━━━ Data excerpts ━━━

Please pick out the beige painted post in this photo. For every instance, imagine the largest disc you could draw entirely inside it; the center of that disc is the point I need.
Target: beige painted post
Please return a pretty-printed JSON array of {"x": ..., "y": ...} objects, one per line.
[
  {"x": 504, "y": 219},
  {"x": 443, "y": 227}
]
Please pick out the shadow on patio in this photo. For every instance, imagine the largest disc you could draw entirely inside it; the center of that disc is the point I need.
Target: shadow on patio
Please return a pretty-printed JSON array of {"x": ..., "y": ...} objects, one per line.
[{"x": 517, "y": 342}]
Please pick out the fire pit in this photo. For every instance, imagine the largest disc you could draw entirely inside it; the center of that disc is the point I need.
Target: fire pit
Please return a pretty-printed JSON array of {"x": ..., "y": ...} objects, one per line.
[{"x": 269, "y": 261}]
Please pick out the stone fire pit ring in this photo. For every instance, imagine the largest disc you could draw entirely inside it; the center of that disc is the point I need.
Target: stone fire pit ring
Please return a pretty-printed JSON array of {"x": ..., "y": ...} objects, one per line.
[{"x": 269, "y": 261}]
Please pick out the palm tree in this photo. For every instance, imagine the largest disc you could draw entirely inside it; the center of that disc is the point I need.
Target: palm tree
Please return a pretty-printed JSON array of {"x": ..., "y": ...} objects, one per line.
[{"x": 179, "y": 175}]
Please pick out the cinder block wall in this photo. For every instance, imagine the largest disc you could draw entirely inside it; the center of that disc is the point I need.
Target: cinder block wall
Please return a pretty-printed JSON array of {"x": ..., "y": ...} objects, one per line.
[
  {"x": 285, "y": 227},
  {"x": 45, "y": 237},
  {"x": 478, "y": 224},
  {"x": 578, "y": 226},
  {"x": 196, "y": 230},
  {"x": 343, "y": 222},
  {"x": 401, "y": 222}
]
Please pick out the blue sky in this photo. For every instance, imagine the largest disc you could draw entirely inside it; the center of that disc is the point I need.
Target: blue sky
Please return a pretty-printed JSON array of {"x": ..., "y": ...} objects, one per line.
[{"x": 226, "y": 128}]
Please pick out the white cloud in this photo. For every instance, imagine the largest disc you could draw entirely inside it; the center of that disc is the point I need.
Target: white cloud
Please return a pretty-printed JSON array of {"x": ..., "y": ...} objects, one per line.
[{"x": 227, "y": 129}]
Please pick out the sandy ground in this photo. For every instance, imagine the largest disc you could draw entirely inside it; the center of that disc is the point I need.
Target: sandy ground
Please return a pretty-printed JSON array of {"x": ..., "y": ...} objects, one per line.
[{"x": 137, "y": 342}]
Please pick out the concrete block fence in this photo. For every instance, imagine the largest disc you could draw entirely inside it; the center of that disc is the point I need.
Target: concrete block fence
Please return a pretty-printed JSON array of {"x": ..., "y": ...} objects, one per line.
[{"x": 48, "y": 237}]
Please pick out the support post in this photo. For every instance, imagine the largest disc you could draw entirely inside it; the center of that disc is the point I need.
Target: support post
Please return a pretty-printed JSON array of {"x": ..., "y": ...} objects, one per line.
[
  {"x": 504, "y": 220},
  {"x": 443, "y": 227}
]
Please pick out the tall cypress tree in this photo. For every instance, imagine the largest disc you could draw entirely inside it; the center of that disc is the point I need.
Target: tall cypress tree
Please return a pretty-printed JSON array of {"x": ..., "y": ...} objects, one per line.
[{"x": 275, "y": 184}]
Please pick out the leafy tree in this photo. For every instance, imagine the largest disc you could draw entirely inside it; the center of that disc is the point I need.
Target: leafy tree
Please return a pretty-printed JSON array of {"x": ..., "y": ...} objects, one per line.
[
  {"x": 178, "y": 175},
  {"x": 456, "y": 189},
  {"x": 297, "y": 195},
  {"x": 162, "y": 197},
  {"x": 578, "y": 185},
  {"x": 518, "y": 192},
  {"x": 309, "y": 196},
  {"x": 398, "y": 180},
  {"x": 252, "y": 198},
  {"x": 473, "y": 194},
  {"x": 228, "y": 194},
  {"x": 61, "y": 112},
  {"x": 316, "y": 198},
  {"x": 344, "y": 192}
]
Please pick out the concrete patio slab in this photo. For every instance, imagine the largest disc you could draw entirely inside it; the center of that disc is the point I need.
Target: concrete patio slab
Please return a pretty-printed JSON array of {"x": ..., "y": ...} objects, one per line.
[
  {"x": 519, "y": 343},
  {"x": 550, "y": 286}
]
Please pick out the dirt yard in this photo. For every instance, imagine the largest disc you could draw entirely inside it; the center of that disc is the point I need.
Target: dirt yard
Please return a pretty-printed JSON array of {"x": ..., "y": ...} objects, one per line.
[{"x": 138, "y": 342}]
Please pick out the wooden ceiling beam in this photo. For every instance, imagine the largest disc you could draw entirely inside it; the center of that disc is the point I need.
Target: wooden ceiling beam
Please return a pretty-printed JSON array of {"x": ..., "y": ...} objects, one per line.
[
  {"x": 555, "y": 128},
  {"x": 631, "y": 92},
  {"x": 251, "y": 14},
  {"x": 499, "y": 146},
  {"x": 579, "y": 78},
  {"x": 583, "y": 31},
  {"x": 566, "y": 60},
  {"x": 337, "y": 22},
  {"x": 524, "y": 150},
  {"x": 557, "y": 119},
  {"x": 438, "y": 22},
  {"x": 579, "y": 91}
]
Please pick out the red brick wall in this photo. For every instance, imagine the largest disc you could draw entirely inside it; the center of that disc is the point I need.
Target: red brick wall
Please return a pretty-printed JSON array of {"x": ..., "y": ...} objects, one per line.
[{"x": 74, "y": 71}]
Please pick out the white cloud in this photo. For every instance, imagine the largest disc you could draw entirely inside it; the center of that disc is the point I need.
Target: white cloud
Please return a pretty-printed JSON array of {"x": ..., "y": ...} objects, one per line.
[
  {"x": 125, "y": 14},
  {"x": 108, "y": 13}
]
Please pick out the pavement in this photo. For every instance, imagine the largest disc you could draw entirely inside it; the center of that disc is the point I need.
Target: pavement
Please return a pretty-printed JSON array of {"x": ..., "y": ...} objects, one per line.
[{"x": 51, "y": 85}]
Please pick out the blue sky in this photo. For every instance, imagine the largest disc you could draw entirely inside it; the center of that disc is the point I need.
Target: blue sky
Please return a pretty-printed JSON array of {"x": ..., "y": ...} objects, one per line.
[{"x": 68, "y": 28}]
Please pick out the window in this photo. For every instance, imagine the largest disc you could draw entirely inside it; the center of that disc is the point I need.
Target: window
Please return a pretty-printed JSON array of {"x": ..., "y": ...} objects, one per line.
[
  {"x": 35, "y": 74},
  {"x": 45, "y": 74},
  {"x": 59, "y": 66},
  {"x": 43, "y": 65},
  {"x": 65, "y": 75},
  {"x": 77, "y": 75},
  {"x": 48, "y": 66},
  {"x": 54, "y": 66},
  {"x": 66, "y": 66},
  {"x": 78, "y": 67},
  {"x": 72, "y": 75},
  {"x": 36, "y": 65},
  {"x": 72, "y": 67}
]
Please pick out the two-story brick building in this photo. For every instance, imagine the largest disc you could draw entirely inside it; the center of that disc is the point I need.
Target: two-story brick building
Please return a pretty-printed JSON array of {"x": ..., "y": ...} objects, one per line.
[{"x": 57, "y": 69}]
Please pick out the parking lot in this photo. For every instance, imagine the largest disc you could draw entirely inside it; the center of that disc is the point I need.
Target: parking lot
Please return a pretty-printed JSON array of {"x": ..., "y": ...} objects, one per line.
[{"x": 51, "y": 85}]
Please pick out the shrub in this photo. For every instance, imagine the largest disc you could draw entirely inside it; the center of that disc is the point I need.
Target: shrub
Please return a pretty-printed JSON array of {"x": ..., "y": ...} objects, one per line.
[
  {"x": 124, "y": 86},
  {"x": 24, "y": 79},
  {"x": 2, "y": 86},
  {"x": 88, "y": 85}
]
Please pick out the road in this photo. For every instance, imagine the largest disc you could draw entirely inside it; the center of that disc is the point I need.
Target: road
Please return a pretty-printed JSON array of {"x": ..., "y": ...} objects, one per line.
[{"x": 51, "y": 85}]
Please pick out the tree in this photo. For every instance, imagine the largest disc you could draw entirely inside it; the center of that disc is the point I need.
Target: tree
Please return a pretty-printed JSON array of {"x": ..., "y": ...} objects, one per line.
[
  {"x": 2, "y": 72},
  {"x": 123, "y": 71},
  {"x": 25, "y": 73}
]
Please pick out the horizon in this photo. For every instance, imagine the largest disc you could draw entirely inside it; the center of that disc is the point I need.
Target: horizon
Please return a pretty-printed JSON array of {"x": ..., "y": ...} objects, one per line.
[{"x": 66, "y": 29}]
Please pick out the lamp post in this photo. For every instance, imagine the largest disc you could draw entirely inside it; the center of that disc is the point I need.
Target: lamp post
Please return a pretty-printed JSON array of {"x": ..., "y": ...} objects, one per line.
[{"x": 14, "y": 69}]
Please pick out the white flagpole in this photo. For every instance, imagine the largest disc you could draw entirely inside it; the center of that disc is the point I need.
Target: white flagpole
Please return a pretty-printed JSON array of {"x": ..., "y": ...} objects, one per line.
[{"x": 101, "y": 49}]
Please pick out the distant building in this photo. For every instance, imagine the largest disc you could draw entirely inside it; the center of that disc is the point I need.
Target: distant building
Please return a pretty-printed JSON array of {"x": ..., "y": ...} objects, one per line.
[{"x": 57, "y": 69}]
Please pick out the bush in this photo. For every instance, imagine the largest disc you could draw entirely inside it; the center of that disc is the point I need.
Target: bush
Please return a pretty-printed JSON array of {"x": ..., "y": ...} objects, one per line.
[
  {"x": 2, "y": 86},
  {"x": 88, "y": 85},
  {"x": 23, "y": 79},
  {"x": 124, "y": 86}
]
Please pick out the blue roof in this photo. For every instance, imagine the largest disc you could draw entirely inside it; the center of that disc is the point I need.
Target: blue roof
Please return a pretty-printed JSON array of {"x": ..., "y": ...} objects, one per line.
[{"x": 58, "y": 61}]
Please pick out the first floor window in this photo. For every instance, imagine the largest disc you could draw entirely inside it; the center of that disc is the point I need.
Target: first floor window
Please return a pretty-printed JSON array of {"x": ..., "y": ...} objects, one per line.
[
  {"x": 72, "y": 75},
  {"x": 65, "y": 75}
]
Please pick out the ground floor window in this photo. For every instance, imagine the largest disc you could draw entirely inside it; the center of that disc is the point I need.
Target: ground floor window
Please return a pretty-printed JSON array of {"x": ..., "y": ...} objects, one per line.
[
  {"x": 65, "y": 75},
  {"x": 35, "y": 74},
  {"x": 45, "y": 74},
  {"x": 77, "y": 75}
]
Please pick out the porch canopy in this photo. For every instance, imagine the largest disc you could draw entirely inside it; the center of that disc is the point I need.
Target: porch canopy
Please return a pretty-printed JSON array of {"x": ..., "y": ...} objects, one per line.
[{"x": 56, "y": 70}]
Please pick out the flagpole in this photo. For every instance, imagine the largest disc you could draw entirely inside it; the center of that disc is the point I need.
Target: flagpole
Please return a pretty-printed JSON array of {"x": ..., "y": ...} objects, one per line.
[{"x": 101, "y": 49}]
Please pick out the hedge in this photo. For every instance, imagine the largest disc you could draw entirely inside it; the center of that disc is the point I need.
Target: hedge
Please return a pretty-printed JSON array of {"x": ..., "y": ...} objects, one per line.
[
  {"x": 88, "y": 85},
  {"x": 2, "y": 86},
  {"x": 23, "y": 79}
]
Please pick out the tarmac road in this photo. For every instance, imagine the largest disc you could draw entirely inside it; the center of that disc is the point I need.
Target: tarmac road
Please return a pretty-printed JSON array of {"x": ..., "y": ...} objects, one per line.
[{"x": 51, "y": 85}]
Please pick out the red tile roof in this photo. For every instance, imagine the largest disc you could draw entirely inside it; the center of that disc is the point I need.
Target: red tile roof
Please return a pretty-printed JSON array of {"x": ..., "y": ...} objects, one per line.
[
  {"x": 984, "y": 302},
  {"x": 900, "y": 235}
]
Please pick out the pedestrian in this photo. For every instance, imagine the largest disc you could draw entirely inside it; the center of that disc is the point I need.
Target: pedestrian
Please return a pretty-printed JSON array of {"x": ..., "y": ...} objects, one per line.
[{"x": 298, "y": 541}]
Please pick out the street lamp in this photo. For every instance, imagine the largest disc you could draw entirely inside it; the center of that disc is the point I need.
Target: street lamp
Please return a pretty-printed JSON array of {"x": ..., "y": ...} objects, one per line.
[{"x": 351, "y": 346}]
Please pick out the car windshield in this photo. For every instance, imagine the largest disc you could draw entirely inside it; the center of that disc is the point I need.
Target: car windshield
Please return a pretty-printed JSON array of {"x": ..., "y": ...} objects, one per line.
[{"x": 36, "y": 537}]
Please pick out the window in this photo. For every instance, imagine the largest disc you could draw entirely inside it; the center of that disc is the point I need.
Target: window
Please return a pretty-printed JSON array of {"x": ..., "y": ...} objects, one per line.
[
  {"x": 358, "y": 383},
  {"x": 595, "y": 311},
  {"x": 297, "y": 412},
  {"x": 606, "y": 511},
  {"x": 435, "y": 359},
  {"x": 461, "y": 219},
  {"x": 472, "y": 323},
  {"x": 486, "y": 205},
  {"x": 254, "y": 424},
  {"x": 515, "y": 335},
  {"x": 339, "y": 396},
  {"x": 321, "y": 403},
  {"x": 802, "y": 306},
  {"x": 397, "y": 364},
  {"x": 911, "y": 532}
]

━━━

Select every line of the items above that contains the word "shrub", and copy each one in full.

§ Exercise output
Please pick out the shrub in this photo. For every instance, imagine the largest disc you could draw entirely inside it; the center of that disc is the point I need.
Target: shrub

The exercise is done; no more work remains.